* Work instructions:
Only the lines below starting at the one that contains "I need to find the green" and ending at the one that contains "I need to find the hedge." are to be reproduced, exactly and with both ends kept.

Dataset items
═══

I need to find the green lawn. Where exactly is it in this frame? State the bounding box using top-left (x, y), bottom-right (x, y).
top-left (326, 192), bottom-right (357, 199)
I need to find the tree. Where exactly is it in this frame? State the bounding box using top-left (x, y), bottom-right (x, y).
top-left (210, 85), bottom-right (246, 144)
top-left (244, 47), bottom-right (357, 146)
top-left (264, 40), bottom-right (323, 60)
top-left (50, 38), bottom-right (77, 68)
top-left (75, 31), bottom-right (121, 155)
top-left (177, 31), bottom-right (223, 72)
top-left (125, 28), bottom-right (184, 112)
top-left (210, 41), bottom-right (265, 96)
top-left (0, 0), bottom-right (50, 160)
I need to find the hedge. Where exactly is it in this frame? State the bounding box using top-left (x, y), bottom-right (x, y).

═══

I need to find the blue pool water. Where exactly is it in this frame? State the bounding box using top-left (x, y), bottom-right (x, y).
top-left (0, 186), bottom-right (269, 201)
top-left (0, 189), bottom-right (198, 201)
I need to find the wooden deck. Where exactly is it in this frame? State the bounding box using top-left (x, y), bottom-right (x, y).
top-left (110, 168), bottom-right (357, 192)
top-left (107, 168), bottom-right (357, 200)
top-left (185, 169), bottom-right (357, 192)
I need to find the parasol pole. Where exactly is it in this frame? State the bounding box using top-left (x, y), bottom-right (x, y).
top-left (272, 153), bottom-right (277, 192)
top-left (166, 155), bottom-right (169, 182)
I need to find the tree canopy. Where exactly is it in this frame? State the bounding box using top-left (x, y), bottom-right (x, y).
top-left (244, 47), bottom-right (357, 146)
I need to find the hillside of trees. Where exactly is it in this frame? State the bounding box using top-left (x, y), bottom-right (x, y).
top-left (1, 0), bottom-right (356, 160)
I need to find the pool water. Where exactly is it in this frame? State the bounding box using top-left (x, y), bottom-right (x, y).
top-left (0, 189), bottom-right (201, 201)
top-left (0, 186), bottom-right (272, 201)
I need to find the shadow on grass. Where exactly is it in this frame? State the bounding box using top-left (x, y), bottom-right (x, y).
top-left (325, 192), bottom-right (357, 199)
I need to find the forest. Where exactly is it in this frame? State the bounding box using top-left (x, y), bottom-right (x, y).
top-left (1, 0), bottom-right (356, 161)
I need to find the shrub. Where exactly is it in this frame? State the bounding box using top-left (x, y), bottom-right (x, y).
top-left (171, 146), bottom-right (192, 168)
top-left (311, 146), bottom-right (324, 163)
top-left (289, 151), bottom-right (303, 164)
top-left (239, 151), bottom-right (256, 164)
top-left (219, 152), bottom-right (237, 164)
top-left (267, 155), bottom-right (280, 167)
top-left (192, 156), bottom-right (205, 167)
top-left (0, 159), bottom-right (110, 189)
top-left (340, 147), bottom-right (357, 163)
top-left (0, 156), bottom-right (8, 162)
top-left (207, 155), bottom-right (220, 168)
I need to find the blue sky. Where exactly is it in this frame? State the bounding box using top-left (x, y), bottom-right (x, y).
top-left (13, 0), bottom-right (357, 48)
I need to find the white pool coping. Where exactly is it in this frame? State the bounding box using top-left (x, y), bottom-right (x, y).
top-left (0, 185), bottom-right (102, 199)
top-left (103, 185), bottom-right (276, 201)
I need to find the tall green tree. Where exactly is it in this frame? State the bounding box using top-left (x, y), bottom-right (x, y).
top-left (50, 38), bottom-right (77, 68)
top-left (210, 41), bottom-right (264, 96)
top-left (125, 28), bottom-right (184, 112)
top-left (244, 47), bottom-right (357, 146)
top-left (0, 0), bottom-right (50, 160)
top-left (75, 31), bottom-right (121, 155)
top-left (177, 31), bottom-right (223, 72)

═══

* Written response:
I need to find the green lawn. Where exactly is it in this frame? State the bounding box using top-left (x, y), bottom-right (x, y).
top-left (326, 192), bottom-right (357, 199)
I need to find the tree. Where exactly is it in this frame? State the bounding box using top-left (x, y), bottom-right (x, y).
top-left (210, 85), bottom-right (246, 144)
top-left (244, 47), bottom-right (357, 146)
top-left (264, 40), bottom-right (323, 60)
top-left (50, 38), bottom-right (77, 68)
top-left (75, 31), bottom-right (121, 155)
top-left (177, 31), bottom-right (223, 72)
top-left (125, 28), bottom-right (184, 112)
top-left (210, 41), bottom-right (265, 96)
top-left (0, 0), bottom-right (50, 160)
I need to find the hedge. Where exactly is it in this frame? State the bounding box using top-left (x, y), bottom-right (x, y).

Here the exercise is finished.